### Recorded data

===

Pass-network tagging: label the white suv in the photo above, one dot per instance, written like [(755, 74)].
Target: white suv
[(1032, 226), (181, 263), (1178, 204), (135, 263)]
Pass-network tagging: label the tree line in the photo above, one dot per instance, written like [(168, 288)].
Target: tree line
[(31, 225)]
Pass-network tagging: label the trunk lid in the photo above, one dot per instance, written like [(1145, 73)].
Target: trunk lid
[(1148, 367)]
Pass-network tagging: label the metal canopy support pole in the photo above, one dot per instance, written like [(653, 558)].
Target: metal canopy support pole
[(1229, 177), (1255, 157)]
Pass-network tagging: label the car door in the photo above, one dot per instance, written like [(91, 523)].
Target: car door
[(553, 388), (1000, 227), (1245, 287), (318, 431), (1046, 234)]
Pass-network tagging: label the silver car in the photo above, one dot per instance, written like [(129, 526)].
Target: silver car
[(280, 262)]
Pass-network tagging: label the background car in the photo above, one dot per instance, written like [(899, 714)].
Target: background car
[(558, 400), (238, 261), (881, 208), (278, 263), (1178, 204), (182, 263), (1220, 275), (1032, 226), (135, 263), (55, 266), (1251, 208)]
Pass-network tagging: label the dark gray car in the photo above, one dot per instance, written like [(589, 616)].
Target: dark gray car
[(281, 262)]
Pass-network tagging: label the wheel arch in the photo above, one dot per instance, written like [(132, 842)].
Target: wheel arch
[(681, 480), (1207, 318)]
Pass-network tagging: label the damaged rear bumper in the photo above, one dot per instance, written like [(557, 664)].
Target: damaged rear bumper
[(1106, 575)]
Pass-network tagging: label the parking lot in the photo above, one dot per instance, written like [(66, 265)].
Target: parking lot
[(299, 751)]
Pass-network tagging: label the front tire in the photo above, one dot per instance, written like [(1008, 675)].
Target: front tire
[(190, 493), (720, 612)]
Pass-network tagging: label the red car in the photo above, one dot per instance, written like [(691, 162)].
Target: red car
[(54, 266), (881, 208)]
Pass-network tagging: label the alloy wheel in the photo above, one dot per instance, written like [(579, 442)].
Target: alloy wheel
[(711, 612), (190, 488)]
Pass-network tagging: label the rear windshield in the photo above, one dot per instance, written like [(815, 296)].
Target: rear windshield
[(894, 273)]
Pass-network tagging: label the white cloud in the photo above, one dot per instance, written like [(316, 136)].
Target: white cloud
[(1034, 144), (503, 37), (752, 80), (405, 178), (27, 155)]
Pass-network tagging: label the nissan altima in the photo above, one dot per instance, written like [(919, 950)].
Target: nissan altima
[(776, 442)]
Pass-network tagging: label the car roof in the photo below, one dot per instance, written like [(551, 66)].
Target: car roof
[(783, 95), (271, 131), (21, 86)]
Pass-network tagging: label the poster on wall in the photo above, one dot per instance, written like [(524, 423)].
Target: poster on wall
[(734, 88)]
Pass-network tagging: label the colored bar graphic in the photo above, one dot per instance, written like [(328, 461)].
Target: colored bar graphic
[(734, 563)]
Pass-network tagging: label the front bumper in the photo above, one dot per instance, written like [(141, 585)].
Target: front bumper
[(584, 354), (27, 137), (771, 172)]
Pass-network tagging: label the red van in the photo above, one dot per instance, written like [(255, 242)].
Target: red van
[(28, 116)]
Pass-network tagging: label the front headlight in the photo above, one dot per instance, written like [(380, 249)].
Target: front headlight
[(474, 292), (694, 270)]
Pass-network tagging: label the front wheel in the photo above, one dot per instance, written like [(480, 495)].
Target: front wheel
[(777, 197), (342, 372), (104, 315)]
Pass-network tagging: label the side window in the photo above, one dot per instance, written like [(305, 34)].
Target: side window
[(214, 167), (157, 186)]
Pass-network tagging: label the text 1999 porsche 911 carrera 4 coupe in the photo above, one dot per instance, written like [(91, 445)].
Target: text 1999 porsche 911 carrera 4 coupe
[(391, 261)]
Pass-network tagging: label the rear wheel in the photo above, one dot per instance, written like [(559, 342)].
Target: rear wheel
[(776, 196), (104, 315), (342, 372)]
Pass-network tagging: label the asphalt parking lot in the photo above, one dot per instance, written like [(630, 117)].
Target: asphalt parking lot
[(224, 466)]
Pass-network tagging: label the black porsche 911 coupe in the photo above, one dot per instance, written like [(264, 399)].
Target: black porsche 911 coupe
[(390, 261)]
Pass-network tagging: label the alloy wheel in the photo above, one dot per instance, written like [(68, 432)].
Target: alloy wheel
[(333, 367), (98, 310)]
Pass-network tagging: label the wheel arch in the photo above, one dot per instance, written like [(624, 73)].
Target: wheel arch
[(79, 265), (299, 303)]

===

### AIM OF THE TASK
Only these lines should appear in the reply: the one containing "Target: front headlight", the last line of the data, and all lines between them, each copied exactly.

### WRITTEN ANSWER
Target: front headlight
[(474, 292), (694, 270)]
Pass-network tagging: label the front wheel in the photo above, one dot per instance, written like [(480, 495)].
Target: front wheel
[(777, 197), (342, 372), (104, 315)]
Pass-network tagging: label the side window in the photo above, one dot per instance, written like [(305, 34)].
Target: side window
[(214, 167), (157, 186)]
Pass-network tagging: label the text 1999 porsche 911 carrera 4 coupe in the photo above, one dot per instance, written like [(91, 445)].
Target: text 1999 porsche 911 carrera 4 coupe
[(391, 261)]
Pass-network tagging: label the rear wheel in the photo above, one dot per instance, written like [(559, 342)].
Target: rear wheel
[(776, 196), (104, 315), (342, 372)]
Pass-network tagging: label the asphalt parking lot in the photo above, one dot per instance, written like [(630, 117)].
Target: asphalt parking lot
[(224, 466)]
Pass-network tagging: label the black porsche 911 coupe in the photo above, one dot per instance, written like [(264, 399)].
Target: black porsche 911 coupe
[(390, 261)]
Pass-network tagging: label the alloy wheel in the photo above, one dot per instance, written like [(68, 432)].
Target: alloy wheel
[(333, 367), (98, 310)]
Pass-network tagging: label the wheel arch in the photo above, one dot per instance, written like [(624, 73)].
Target: wheel arch
[(79, 265), (299, 303)]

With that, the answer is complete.